- _Vorliegender Text_
----

Der medizinische Begriff Atopie (griechisch ατοπία, atopía - „Ortlosigkeit“, „nicht zuzuordnen“) beschreibt eine Neigung dazu, mit Überempfindlichkeitsreaktionen, nämlich mit allergischen Reaktionen vom Soforttyp (Typ I Allergie), auf den Kontakt mit ansonsten harmlosen Substanzen aus der Umwelt zu reagieren.

Die Atopie (griechisch ατοπία atopía „Ortlosigkeit“, „nicht zuzuordnen“, „von hoher Originalität“) bezeichnet die „Unbeschreiblichkeit“ des überaus selten zu Erlebenden, des Herausgehobenen, des Originals im besten Sinne.
Es handelt sich um eine − an sich oder anderen − beobachtbare (Erlebnis-)Qualität, nicht um ein Ideal.
Genau besehen ist die Atopie ein Alltagsphänomen aller „Normalsterblichen“. Eltern können die Beziehung zu ihren Kindern zwar beschreiben, schönreden oder verfluchen, indes die Tiefe ihrer Gefühle zu den eigenen Sprösslingen als atopisch, also unbeschreiblich erkennen.

----

- _Zu erledigen_
Bitte geben Sie den obigen Text zur Atopie vollständig und wortgetreu wieder.

- _Extrahierte Einträge_

----

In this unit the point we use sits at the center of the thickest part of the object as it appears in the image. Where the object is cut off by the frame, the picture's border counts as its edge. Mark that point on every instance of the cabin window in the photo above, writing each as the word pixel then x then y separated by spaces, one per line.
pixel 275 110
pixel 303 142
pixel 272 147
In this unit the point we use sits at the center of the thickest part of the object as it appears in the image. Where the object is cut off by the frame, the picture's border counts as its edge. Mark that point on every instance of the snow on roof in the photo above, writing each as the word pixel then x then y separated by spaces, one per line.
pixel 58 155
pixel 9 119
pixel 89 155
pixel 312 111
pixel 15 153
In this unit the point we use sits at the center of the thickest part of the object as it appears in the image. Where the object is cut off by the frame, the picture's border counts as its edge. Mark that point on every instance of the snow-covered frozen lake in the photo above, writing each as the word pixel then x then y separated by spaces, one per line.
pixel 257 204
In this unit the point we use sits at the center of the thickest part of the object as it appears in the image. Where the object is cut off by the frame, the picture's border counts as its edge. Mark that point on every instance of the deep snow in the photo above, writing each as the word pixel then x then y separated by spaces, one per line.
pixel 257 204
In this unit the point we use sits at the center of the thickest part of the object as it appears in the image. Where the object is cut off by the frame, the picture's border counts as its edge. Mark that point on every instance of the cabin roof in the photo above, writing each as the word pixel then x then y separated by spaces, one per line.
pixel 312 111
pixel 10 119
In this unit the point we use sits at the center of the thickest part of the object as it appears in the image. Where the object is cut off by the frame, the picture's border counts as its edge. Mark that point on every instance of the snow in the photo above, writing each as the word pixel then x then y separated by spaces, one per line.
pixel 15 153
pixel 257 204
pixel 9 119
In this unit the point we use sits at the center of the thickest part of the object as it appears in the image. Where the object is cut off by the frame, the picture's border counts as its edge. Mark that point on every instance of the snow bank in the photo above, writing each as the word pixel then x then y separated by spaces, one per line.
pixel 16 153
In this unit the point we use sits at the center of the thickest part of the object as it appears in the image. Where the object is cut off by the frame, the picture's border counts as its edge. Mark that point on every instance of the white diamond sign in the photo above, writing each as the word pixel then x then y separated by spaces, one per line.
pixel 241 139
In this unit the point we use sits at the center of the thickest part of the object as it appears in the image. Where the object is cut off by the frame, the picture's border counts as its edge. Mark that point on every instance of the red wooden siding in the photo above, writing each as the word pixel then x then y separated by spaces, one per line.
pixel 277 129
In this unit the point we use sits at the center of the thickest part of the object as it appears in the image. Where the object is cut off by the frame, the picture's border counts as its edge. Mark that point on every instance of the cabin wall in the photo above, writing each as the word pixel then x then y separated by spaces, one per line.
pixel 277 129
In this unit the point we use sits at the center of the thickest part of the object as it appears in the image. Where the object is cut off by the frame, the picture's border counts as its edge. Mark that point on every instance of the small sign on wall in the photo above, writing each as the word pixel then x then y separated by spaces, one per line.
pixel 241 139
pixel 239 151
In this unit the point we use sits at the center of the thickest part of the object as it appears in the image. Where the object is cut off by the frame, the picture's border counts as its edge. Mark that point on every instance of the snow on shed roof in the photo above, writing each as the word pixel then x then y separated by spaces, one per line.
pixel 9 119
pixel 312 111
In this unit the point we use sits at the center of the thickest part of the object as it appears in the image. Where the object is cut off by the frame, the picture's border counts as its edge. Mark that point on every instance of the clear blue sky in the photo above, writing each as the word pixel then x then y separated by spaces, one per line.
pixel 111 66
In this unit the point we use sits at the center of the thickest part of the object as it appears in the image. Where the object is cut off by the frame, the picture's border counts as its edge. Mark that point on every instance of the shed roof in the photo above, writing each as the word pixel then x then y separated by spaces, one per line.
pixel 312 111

----

- _Antwortfeld_
Der medizinische Begriff Atopie (griechisch ατοπία, atopía - „Ortlosigkeit“, „nicht zuzuordnen“) beschreibt eine Neigung dazu, mit Überempfindlichkeitsreaktionen, nämlich mit allergischen Reaktionen vom Soforttyp (Typ I Allergie), auf den Kontakt mit ansonsten harmlosen Substanzen aus der Umwelt zu reagieren.

Die Atopie (griechisch ατοπία atopía „Ortlosigkeit“, „nicht zuzuordnen“, „von hoher Originalität“) bezeichnet die „Unbeschreiblichkeit“ des überaus selten zu Erlebenden, des Herausgehobenen, des Originals im besten Sinne.
Es handelt sich um eine − an sich oder anderen − beobachtbare (Erlebnis-)Qualität, nicht um ein Ideal.
Genau besehen ist die Atopie ein Alltagsphänomen aller „Normalsterblichen“. Eltern können die Beziehung zu ihren Kindern zwar beschreiben, schönreden oder verfluchen, indes die Tiefe ihrer Gefühle zu den eigenen Sprösslingen als atopisch, also unbeschreiblich erkennen.